About this exercise:
Every record that follows must be returned word for word.

Raw data:

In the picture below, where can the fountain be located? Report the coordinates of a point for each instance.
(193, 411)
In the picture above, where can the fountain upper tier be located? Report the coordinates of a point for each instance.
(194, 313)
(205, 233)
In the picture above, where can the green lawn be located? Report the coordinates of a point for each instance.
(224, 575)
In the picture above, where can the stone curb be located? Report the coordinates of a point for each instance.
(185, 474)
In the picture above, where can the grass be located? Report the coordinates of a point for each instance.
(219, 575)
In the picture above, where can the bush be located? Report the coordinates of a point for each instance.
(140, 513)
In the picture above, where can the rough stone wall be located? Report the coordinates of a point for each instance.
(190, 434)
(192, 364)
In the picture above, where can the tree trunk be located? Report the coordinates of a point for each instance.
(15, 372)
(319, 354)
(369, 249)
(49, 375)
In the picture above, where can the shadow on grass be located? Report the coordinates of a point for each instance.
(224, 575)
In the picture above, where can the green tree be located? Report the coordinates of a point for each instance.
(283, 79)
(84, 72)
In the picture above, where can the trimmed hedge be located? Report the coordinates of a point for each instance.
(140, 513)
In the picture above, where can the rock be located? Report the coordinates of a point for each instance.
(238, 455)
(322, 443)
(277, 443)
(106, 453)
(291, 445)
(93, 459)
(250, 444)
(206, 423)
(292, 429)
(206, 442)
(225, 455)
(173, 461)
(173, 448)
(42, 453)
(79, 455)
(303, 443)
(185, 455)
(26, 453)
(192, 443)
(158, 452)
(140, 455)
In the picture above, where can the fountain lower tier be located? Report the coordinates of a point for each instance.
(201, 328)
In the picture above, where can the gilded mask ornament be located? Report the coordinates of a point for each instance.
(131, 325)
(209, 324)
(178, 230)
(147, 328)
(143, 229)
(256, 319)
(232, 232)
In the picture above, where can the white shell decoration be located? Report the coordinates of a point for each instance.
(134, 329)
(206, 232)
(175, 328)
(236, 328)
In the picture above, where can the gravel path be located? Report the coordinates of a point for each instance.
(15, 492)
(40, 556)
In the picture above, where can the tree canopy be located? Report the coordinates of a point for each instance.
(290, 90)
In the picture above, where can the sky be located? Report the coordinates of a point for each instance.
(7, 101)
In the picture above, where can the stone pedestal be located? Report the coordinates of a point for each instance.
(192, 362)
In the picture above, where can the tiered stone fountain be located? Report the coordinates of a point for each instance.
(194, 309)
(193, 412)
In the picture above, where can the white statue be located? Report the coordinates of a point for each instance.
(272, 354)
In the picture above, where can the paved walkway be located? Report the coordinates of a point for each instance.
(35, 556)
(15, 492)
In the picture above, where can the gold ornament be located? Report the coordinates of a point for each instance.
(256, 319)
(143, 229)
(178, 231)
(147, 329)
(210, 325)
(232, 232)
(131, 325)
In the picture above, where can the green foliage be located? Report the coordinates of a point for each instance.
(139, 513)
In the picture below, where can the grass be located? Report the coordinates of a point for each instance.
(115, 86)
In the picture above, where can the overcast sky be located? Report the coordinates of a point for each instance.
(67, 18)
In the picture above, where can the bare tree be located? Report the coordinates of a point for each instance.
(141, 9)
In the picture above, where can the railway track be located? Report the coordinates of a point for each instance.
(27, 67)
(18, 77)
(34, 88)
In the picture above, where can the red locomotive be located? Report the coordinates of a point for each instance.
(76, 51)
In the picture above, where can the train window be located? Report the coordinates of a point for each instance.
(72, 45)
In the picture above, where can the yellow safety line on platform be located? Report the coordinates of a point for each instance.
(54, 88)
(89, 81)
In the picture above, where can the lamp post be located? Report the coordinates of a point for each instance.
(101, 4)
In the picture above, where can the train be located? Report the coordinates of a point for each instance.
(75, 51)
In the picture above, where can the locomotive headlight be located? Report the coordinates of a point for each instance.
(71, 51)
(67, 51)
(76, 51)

Task solution:
In the picture below, where can the fountain be located? Report the coordinates of a point for each instance.
(193, 411)
In the picture above, where can the fountain upper tier be located? Report the coordinates of a point for each instance.
(194, 313)
(205, 233)
In the picture above, where can the green lawn be located? Report the coordinates of a point for each instance.
(224, 575)
In the picture above, where can the stone curb be located? Report the coordinates of a point for each instance.
(185, 474)
In the picture above, where can the grass be located? Report the coordinates of a point for each instance.
(219, 575)
In the picture above, where can the bush be located? Report the coordinates of a point for each instance.
(140, 513)
In the picture above, where can the rough stone wall be located? Report the coordinates of a point for each instance.
(190, 434)
(192, 364)
In the picture above, where can the tree trunk be located? Report the coordinates of a point for each instance.
(15, 372)
(319, 354)
(369, 249)
(49, 375)
In the picture above, where can the shadow on grass be located? Report the coordinates of a point for each instance.
(224, 575)
In the picture above, where can the green tree be located? Report the coordinates of a point for each instance.
(283, 79)
(84, 72)
In the picture above, where can the trimmed hedge be located? Report the coordinates of a point for each instance.
(140, 513)
In the picture above, where can the rock be located? Report the coordinates of a point for each instance.
(238, 455)
(322, 443)
(277, 443)
(106, 453)
(291, 445)
(93, 459)
(250, 444)
(206, 423)
(292, 429)
(206, 442)
(225, 455)
(173, 461)
(173, 448)
(42, 453)
(79, 455)
(303, 443)
(185, 455)
(26, 453)
(192, 443)
(158, 452)
(140, 455)
In the picture above, where can the fountain lower tier be located? Report the coordinates of a point for each instance.
(201, 328)
In the picture above, where can the gilded mask ornament be located? Report the coordinates of a point for each instance.
(131, 325)
(209, 324)
(178, 230)
(147, 328)
(143, 229)
(256, 319)
(232, 232)
In the picture above, where can the white shell decoration be located? Report the coordinates of a point for each instance.
(134, 329)
(206, 232)
(175, 328)
(236, 328)
In the picture above, where can the gravel path be located? Report the coordinates of a point for each instance.
(15, 492)
(40, 556)
In the picture above, where can the tree canopy be located? Report the coordinates of a point for each instance.
(290, 90)
In the picture above, where can the sky be located? Report the coordinates of a point for each instance.
(7, 101)
In the picture above, where can the stone pedestal be located? Report the coordinates of a point for each instance.
(192, 362)
In the picture above, where can the tiered stone fountain be located? Report the coordinates of a point for each instance.
(194, 309)
(193, 412)
In the picture above, where can the white statue be located? Report the coordinates of a point for each instance.
(272, 354)
In the picture above, where can the paved walkway be located? Report the coordinates of a point for each instance.
(35, 556)
(15, 492)
In the picture above, where can the gold ornament be located? Report the coordinates of a point for each instance.
(256, 319)
(143, 229)
(178, 231)
(147, 329)
(210, 325)
(232, 232)
(131, 325)
In the picture above, where can the green foliage be located? Report the coordinates of a point for each instance.
(139, 513)
In the picture below, where can the grass be located? Report the coordinates of a point for each instance.
(115, 86)
In the picture above, where can the overcast sky be located? Report the coordinates of a point for each instance.
(67, 18)
In the picture above, where can the bare tree be located? Report the coordinates of a point for each instance.
(141, 9)
In the picture above, where can the railway track be located? Report the coordinates of a point for each instance.
(27, 67)
(18, 77)
(34, 88)
In the picture above, where can the red locomotive be located? Report the coordinates of a point for each instance.
(76, 51)
In the picture above, where can the train window be located? Report the coordinates of a point for each instance.
(72, 45)
In the picture above, where can the yellow safety line on platform be located? Report the coordinates of a point for each instance.
(54, 88)
(89, 81)
In the picture above, where can the lamp post be located? Report the coordinates of a point for each instance.
(101, 4)
In the picture above, where can the train be located? Report the coordinates of a point for each instance.
(75, 51)
In the picture above, where can the locomotive headlight be located? Report the coordinates of a point for each instance.
(71, 51)
(67, 51)
(76, 51)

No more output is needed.